■ **REQUIRED WORK**: Arrange the material below as a two-column CSV with the headers input and output, one row for each text-and-answer pair. Put each text in input and its answer in output, each as a single quoted field with line breaks replaced by spaces.

■ **EXERCISE DATA**:
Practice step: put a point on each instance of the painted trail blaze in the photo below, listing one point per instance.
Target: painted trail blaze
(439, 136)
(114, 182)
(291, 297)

■ **RESPONSE FOR THIS EXERCISE**:
input,output
"Practice step: put a point on each instance of the painted trail blaze in the photo below, listing one point per instance. Target: painted trail blaze","(439, 136) (114, 182) (291, 297)"